Instructions to follow: Give back the entire listing that follows, exactly.

Given data:
· · · ·

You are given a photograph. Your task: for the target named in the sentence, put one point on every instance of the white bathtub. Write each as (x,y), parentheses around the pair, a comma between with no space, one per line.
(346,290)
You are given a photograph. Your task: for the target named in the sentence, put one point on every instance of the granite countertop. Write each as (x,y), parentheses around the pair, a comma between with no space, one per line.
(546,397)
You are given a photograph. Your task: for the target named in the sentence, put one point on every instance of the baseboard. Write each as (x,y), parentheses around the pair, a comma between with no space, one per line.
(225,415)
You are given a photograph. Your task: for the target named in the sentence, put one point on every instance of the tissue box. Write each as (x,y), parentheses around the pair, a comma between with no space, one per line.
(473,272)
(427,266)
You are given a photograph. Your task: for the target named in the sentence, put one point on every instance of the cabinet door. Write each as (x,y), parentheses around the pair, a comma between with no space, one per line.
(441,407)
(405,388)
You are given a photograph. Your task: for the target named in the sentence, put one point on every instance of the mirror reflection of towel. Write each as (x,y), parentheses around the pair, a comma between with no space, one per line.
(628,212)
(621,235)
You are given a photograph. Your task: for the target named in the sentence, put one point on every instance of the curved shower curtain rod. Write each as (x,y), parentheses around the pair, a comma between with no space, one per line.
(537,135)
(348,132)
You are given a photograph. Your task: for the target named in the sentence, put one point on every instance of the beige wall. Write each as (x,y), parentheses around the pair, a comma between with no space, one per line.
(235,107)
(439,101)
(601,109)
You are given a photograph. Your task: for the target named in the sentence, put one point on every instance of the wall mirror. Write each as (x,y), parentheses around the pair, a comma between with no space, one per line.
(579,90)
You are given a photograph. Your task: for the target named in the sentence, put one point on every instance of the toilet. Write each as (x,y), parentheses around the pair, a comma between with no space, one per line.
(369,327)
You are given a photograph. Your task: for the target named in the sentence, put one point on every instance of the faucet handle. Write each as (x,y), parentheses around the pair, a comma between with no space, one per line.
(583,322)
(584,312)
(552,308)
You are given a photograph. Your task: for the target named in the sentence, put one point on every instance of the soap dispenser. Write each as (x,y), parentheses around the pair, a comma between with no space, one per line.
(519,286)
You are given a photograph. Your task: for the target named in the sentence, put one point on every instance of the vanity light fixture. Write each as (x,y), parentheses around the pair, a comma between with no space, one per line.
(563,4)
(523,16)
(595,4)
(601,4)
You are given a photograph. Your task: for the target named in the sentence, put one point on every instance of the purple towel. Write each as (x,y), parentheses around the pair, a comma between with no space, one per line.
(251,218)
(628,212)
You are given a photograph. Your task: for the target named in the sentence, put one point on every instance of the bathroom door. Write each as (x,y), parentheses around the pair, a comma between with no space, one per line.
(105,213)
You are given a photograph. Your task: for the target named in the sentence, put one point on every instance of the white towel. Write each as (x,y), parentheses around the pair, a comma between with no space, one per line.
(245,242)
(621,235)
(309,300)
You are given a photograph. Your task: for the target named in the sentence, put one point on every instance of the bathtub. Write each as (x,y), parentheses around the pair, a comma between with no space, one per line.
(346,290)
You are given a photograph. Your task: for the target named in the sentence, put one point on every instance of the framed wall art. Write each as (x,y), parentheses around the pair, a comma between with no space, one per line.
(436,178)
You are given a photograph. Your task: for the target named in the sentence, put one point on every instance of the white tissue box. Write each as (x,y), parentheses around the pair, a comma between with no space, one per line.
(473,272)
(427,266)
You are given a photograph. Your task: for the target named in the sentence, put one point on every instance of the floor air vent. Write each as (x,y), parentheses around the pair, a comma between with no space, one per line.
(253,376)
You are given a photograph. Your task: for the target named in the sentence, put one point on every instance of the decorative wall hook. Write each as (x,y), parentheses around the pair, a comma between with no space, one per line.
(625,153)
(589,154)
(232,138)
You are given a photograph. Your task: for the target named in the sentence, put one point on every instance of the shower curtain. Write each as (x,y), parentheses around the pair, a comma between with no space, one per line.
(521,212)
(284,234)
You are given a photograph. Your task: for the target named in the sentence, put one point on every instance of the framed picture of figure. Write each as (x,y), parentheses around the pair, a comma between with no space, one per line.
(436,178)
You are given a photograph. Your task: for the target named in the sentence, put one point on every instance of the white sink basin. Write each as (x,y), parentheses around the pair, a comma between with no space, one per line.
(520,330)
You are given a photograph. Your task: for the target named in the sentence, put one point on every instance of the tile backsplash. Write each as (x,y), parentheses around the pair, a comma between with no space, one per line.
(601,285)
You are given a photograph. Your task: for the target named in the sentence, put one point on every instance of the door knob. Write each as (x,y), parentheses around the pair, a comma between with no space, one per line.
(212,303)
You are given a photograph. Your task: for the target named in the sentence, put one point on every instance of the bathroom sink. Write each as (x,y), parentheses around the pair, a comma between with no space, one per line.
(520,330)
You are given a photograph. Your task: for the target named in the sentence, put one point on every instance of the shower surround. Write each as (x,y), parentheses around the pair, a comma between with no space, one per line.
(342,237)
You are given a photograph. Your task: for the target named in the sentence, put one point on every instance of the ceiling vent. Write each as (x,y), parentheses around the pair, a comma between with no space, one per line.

· · · ·

The completed task:
You are given a photograph. Your task: for the target named in the sentence, put one point on every instance of the white bathtub. Write each as (x,y), parentheses around the pair, a comma between with no space, one per line.
(346,290)
You are given a photograph. Your task: for the target named in the sentence, put one point on every instance of the granite countertop. Write each as (x,y), parentheses around the pair, a comma between with no space, one per line.
(546,397)
You are given a photograph. Your task: for the target named in the sentence, put one point on every instance of the baseboard. Write each as (x,y), parentheses around the pair, a comma between with no space, one per line.
(225,415)
You are given a photograph. Your task: for the target named in the sentence, put one point on every instance of the tissue box. Write each as (x,y), parentheses around the pair, a comma between with no space, one per line.
(473,272)
(427,266)
You are given a photograph. Your task: for the target named in the sentence, put one point on every instance of the cabinet door. Write each as (x,y), parentheses around the pair, a comma between with no space, one per line.
(441,407)
(405,388)
You are given a photograph. Your task: for the target named in the sentence, put one point on every instance of the mirror reflection of towel. Write each as (x,y), parentheses around the pair, a comma between with no space, one per line.
(628,212)
(621,235)
You are given a photograph. Your task: for the target named in the sentence, put one point on every instance of the curved shower curtain rod. Write each as (x,y), parentheses around the pair, a comma between with no space, one per line.
(537,135)
(348,132)
You are given a photograph. Your task: for the target named in the sentence, put one point on every instance of the beige wall. Write each as (x,y), parentheses around the pair, a comma between with no space, one per line.
(235,107)
(439,101)
(601,109)
You are given a photograph. Your task: for the target named in the sentence, put one point on every instance of the wall mirror. Write each as (x,y), parentheses around the pair, a comma between with no space, one per line.
(579,90)
You are given a photograph. Your task: for the target named in the sentence, put one point on every instance of the toilet. Write each as (x,y), parentheses around the pair, a comma between with no space, one per line.
(369,327)
You are given a photograph. Your task: for the target named in the sentence, put one point on every instance of the faucet handle. Write each as (x,y), parentheses around the pair, a comma between with no space, one per line.
(583,322)
(584,312)
(552,308)
You are given a photograph. Your task: for the target named in the sentence, put one point on every instance of the soap dispenser. Write each as (x,y), parentheses around the pair, a comma between with no space, one per line.
(519,286)
You are given a photograph. Your task: for the target named in the sentence, put one point on every instance of the vanity light fixture. Write each as (x,y), parentheses around the pair, a comma between with no space, one per line.
(563,4)
(523,16)
(595,4)
(601,4)
You are given a photograph. Your task: for the target named in the sentence, put one point on every instance of the purple towel. Write each as (x,y), parentheses around the pair, a comma between with no space, one per line.
(251,218)
(628,212)
You are given a photograph. Your task: for the target named in the sentence, put one point on every instance of the bathroom door. Write each as (x,y), parentheses around the pair, a comma between with no space, one per line.
(105,213)
You are given a photograph. Your task: for the target named in the sentence, put one point on every instance of the white towel. Write each as (x,y), parentheses around the pair, a comma between with no space, one per line.
(245,242)
(621,235)
(309,300)
You are given a photograph. Your task: for the target named in the sentence, put one point on every instance of the bathtub. Write each as (x,y), parentheses around the pair, a comma between with no space, one per line.
(346,290)
You are given a photograph. Your task: for the target named in the sentence, put one point on every instance of the framed wall art. Write each as (x,y), parentheses around the pair, a comma between with no space, one per line.
(436,178)
You are given a photograph. Your task: for the target named in the sentence, put one point on every instance of the white tissue box. Write each as (x,y), parentheses around the pair, a comma between with no space, one per line.
(473,272)
(427,266)
You are given a photograph. Your task: for the target named in the sentence, put one point on every instance of the floor air vent. Write each as (x,y), parentheses around the pair, a comma between with no space, one per line.
(253,376)
You are given a photograph. Your task: for the target named in the sentence, put one point on every instance of the decorative wall hook. Write each as (x,y), parentheses around the pair, a comma between with no space, one per line.
(625,153)
(589,154)
(232,138)
You are given a photograph. Your task: for the target named in the sentence, put one point on every instance of the shower curtain. Write each as (x,y), parentheses around the pair, a comma between with no space, one per line.
(521,212)
(284,234)
You are given a photograph. Your task: for the target named in the sentence, put one point on every instance of the framed picture of figure. Write each as (x,y), parentheses around the pair, a comma between with no space, one per line.
(436,178)
You are given a photograph. Your task: for the target named in the sentence, put one point on every instance of the white sink basin. Write each as (x,y), parentheses around the pair, a comma between with no space, one per line.
(520,330)
You are given a photograph. Your task: for the target named in the sentence, put one point on every instance of the tile backsplash. Write each as (x,y), parentheses around the pair, a comma between with no space, one per line.
(601,285)
You are given a photograph. Your task: for the target named in the sentence, put one point on every instance of the door knob. Write each as (x,y), parentheses around the pair, a comma between with no space, one per line.
(212,303)
You are given a photograph. Your task: for the target named in the sentence, put one point on every instance of the bathroom sink. Write each as (x,y), parentheses around the pair, a comma between with no space, one per line.
(520,330)
You are given a photograph. Your task: for the target named in the sentence, put one point on every instance of the shower surround. Write each as (x,y), parentheses around the pair, a comma between with no space, one per line.
(342,237)
You are given a photograph. Your task: for the target named in the sentence, put one point on every instance of the ceiling vent. Write each as (x,y), parentheses around the pair, a comma between with no space, one per line.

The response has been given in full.